▶ _EXERCISE BRIEF_
Two lines mark the range in the entries below: the one holding "Target: dried brown leaf" and the one holding "Expected: one point per instance of the berry with visible". Set down those two and all lines between them, exactly.

▶ _PROVIDED DATA_

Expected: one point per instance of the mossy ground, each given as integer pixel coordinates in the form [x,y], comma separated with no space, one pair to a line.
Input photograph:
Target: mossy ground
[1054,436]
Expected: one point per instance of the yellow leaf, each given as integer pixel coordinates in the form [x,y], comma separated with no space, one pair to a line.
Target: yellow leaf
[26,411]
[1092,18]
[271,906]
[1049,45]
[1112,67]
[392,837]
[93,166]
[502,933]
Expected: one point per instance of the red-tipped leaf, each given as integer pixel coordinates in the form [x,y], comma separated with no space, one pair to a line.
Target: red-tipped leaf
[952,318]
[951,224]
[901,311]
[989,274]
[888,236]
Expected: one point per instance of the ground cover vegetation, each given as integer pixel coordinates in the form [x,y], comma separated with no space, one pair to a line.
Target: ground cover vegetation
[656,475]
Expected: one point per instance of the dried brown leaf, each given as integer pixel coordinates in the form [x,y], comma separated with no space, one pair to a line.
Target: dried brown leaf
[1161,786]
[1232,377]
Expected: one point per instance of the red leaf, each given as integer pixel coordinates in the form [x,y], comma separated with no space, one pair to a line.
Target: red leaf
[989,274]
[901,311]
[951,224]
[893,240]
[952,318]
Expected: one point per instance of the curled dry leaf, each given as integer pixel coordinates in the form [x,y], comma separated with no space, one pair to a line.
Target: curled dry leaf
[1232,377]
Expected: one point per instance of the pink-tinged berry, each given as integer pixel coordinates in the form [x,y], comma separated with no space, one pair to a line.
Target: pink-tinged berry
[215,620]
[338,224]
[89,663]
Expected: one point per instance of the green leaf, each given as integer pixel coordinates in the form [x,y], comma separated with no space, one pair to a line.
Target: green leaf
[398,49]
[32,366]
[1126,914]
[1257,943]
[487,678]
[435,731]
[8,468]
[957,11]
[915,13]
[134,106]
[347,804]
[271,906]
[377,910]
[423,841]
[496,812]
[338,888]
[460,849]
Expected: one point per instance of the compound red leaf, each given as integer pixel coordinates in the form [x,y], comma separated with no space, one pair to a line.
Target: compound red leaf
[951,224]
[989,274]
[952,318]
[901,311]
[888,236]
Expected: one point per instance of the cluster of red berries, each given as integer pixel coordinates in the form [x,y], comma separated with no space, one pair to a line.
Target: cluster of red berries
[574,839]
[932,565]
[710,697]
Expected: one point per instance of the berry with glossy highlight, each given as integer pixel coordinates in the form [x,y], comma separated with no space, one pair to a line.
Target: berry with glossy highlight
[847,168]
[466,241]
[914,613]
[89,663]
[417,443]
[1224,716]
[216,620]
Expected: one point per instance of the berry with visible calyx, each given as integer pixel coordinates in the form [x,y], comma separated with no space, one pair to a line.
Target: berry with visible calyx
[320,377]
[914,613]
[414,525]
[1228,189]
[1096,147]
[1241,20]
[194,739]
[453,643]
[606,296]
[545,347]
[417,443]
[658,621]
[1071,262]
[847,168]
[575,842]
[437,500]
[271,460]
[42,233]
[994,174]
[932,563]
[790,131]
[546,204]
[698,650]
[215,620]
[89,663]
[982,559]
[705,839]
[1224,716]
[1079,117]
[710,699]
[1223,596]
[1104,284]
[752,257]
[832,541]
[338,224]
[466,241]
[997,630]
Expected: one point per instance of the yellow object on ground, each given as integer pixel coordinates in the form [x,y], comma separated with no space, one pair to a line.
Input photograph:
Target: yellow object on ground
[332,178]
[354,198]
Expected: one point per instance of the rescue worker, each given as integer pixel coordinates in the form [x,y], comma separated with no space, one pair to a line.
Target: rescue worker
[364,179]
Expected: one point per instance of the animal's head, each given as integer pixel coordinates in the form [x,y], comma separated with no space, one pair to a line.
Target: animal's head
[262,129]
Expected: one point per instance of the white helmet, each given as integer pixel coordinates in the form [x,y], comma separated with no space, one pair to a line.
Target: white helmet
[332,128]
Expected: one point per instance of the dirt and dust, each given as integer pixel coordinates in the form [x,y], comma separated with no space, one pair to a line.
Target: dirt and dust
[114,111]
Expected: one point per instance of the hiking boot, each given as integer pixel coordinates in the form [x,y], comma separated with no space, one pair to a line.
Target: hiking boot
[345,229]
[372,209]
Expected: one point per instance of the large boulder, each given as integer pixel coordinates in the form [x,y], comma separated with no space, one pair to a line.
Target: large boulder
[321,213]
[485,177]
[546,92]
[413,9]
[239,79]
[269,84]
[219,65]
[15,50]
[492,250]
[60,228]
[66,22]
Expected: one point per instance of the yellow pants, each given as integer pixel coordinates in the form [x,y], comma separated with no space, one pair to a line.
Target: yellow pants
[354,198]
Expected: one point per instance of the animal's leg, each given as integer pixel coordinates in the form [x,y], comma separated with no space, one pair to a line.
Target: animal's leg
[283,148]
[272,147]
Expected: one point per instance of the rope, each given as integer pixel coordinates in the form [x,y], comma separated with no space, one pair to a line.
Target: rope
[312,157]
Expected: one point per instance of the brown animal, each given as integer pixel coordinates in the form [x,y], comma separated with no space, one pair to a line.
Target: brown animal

▶ _ANSWER TO THIS TASK_
Target: dried brown leaf
[1161,786]
[1232,377]
Expected: one point per instance of the red leaf, each given as integer pixel coordinates in the form [x,y], comma separated with no space, one pair to a line.
Target: red leaf
[989,274]
[901,311]
[951,224]
[893,240]
[952,318]
Expected: one point per instance of the curled dry leaf, each given as integer pixel coordinates in the form [x,y], comma separated with no space, one pair to a line.
Target: curled dry leaf
[1232,377]
Expected: one point per instance of the pink-tinged berry, each given as integer pixel coordinates in the form [x,y], comma separated with no space, one pair to a line.
Target: pink-tinged berry
[215,620]
[338,224]
[89,663]
Expected: one point per instance of the green leaf, each given as integer pixel coordinates in the form [x,y], comma separated with no space, one pair to a line.
Target: green leaf
[398,49]
[32,366]
[1126,914]
[1257,943]
[487,678]
[435,731]
[8,468]
[957,11]
[915,13]
[134,106]
[347,804]
[271,906]
[377,910]
[423,841]
[496,812]
[338,888]
[460,849]
Expected: one point per instance of the compound red leaf, each given as integer pixel coordinates in the form [x,y], comma separated with no space, one pair to a line.
Target: compound red leaf
[951,224]
[989,274]
[952,318]
[901,311]
[888,236]
Expected: one point per instance of the cluster of red berries, each given as integer pixel coordinates in the form [x,y], comma separated with no space, one pair to a line.
Target: cluster of red berries
[574,839]
[932,565]
[710,697]
Expected: one point per instance of the berry with glossy highlight, each given as integer pixel coordinates in the form [x,y], comma separated with no space, one pair to a line.
Target: berry with glossy highlight
[847,168]
[466,241]
[914,613]
[89,663]
[417,443]
[1224,716]
[216,620]
Expected: one point per instance of the berry with visible calyx, each given as integer pixel coordinates in the form [x,y], comma separated with no space, one pair to a line.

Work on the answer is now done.